Detection annotation records
━━━
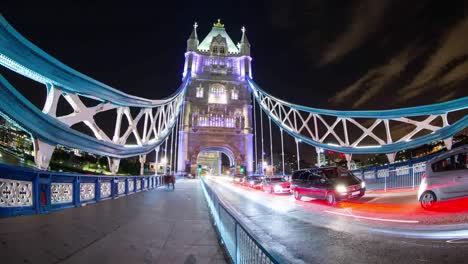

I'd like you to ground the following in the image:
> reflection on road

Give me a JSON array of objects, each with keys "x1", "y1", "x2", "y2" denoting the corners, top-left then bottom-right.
[{"x1": 205, "y1": 176, "x2": 468, "y2": 263}]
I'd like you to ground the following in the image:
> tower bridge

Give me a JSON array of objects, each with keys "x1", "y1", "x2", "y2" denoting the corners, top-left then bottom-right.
[
  {"x1": 0, "y1": 16, "x2": 468, "y2": 263},
  {"x1": 0, "y1": 17, "x2": 468, "y2": 174}
]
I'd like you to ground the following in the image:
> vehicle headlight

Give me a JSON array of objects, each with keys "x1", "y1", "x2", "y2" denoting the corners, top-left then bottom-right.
[{"x1": 335, "y1": 184, "x2": 348, "y2": 193}]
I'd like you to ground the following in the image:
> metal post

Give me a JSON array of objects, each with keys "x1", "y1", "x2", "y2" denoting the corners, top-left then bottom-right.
[
  {"x1": 280, "y1": 128, "x2": 284, "y2": 175},
  {"x1": 268, "y1": 117, "x2": 273, "y2": 175},
  {"x1": 154, "y1": 146, "x2": 159, "y2": 176},
  {"x1": 295, "y1": 138, "x2": 301, "y2": 170},
  {"x1": 174, "y1": 115, "x2": 180, "y2": 174},
  {"x1": 252, "y1": 93, "x2": 258, "y2": 173},
  {"x1": 384, "y1": 170, "x2": 390, "y2": 192},
  {"x1": 163, "y1": 137, "x2": 169, "y2": 175},
  {"x1": 169, "y1": 127, "x2": 174, "y2": 174},
  {"x1": 260, "y1": 103, "x2": 265, "y2": 175}
]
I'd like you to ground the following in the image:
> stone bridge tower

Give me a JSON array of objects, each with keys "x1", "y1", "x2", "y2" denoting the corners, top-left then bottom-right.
[{"x1": 177, "y1": 19, "x2": 253, "y2": 175}]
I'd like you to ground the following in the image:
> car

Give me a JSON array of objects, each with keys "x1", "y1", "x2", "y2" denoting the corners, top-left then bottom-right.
[
  {"x1": 291, "y1": 167, "x2": 366, "y2": 205},
  {"x1": 242, "y1": 175, "x2": 263, "y2": 189},
  {"x1": 232, "y1": 174, "x2": 244, "y2": 184},
  {"x1": 261, "y1": 176, "x2": 291, "y2": 193},
  {"x1": 418, "y1": 145, "x2": 468, "y2": 209}
]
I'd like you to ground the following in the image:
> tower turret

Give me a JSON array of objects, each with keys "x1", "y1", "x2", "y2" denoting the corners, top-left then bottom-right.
[
  {"x1": 239, "y1": 27, "x2": 250, "y2": 56},
  {"x1": 187, "y1": 22, "x2": 199, "y2": 51}
]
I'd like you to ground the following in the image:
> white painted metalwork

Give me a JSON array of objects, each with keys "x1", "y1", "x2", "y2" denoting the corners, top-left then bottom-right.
[
  {"x1": 117, "y1": 180, "x2": 125, "y2": 195},
  {"x1": 248, "y1": 80, "x2": 468, "y2": 163},
  {"x1": 100, "y1": 182, "x2": 112, "y2": 199},
  {"x1": 136, "y1": 179, "x2": 141, "y2": 191},
  {"x1": 0, "y1": 179, "x2": 33, "y2": 207},
  {"x1": 50, "y1": 182, "x2": 73, "y2": 204},
  {"x1": 268, "y1": 118, "x2": 274, "y2": 169},
  {"x1": 128, "y1": 180, "x2": 135, "y2": 192},
  {"x1": 80, "y1": 182, "x2": 96, "y2": 201}
]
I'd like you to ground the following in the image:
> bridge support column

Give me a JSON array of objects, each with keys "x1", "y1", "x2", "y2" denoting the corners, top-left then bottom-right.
[
  {"x1": 386, "y1": 152, "x2": 396, "y2": 163},
  {"x1": 140, "y1": 155, "x2": 146, "y2": 175},
  {"x1": 345, "y1": 154, "x2": 353, "y2": 170},
  {"x1": 34, "y1": 138, "x2": 55, "y2": 170},
  {"x1": 107, "y1": 157, "x2": 120, "y2": 175}
]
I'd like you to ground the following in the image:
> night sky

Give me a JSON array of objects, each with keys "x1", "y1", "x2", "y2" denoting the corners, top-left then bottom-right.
[{"x1": 0, "y1": 0, "x2": 468, "y2": 163}]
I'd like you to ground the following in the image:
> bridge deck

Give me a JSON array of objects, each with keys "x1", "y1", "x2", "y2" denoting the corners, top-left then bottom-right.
[{"x1": 0, "y1": 180, "x2": 225, "y2": 263}]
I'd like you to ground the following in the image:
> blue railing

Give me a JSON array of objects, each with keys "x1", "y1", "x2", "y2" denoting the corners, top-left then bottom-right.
[
  {"x1": 200, "y1": 177, "x2": 280, "y2": 264},
  {"x1": 352, "y1": 153, "x2": 439, "y2": 190},
  {"x1": 0, "y1": 164, "x2": 163, "y2": 217}
]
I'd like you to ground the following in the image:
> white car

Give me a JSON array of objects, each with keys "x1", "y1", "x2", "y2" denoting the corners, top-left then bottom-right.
[{"x1": 418, "y1": 145, "x2": 468, "y2": 209}]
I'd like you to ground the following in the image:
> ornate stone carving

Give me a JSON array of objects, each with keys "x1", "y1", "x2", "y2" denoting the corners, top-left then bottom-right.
[
  {"x1": 80, "y1": 182, "x2": 96, "y2": 201},
  {"x1": 0, "y1": 179, "x2": 33, "y2": 207},
  {"x1": 100, "y1": 182, "x2": 111, "y2": 198},
  {"x1": 50, "y1": 182, "x2": 73, "y2": 204}
]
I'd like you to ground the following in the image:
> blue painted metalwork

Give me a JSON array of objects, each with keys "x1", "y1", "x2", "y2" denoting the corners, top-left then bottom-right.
[
  {"x1": 200, "y1": 177, "x2": 285, "y2": 264},
  {"x1": 0, "y1": 75, "x2": 190, "y2": 158},
  {"x1": 0, "y1": 15, "x2": 183, "y2": 107},
  {"x1": 247, "y1": 77, "x2": 468, "y2": 119},
  {"x1": 0, "y1": 164, "x2": 162, "y2": 217},
  {"x1": 246, "y1": 77, "x2": 468, "y2": 154}
]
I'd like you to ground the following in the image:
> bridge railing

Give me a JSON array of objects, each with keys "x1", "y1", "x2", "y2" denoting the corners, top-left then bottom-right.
[
  {"x1": 0, "y1": 164, "x2": 163, "y2": 217},
  {"x1": 200, "y1": 177, "x2": 280, "y2": 264},
  {"x1": 352, "y1": 154, "x2": 437, "y2": 191}
]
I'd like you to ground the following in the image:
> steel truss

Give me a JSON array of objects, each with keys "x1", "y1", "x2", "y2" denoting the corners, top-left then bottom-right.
[
  {"x1": 247, "y1": 78, "x2": 468, "y2": 166},
  {"x1": 0, "y1": 17, "x2": 186, "y2": 173}
]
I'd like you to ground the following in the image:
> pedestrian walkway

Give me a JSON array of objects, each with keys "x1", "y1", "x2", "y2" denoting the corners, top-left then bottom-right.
[{"x1": 0, "y1": 180, "x2": 225, "y2": 264}]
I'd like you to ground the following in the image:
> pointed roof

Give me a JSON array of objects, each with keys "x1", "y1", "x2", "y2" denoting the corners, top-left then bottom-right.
[
  {"x1": 240, "y1": 26, "x2": 250, "y2": 44},
  {"x1": 189, "y1": 22, "x2": 198, "y2": 39},
  {"x1": 198, "y1": 19, "x2": 240, "y2": 53}
]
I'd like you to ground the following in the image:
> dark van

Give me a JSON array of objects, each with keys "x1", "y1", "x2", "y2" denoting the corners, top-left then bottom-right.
[{"x1": 291, "y1": 167, "x2": 366, "y2": 205}]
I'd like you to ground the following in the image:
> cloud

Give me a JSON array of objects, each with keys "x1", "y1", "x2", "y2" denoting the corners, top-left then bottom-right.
[
  {"x1": 330, "y1": 45, "x2": 421, "y2": 108},
  {"x1": 399, "y1": 18, "x2": 468, "y2": 100},
  {"x1": 320, "y1": 0, "x2": 388, "y2": 65}
]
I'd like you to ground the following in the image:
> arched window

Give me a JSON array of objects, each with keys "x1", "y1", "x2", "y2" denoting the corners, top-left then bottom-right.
[
  {"x1": 208, "y1": 83, "x2": 227, "y2": 104},
  {"x1": 231, "y1": 88, "x2": 239, "y2": 100},
  {"x1": 196, "y1": 86, "x2": 203, "y2": 98}
]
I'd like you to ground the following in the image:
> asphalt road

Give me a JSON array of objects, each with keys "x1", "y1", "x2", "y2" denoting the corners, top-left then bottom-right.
[{"x1": 207, "y1": 177, "x2": 468, "y2": 263}]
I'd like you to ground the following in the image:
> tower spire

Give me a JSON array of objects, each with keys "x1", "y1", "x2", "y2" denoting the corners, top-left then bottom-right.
[
  {"x1": 187, "y1": 22, "x2": 199, "y2": 51},
  {"x1": 239, "y1": 26, "x2": 250, "y2": 56}
]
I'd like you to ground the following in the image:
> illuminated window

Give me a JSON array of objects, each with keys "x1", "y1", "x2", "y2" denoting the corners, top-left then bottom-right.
[
  {"x1": 208, "y1": 84, "x2": 227, "y2": 104},
  {"x1": 198, "y1": 114, "x2": 236, "y2": 128},
  {"x1": 231, "y1": 89, "x2": 239, "y2": 100},
  {"x1": 196, "y1": 86, "x2": 203, "y2": 98}
]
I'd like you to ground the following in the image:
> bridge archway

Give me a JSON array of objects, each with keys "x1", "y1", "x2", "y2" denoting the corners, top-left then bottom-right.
[{"x1": 196, "y1": 147, "x2": 237, "y2": 175}]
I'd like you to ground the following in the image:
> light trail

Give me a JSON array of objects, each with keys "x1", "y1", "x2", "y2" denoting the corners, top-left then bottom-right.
[{"x1": 324, "y1": 210, "x2": 419, "y2": 224}]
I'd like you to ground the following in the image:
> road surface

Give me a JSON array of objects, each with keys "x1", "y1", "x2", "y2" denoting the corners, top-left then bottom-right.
[{"x1": 206, "y1": 177, "x2": 468, "y2": 264}]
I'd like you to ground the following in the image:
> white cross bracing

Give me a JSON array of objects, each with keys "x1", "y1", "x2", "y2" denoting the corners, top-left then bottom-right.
[{"x1": 249, "y1": 84, "x2": 468, "y2": 163}]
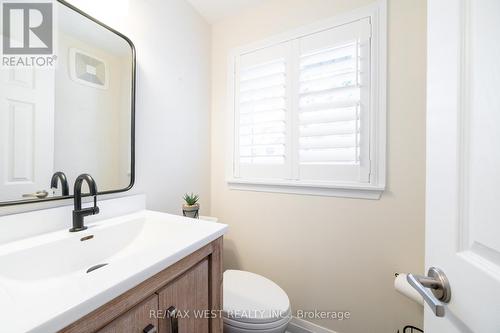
━━━
Count the lines in the items above that contain the word "painted", treating uppercase and lowercase letters as different. Give only the number.

#### [SOLUTION FOR THIS TASK]
2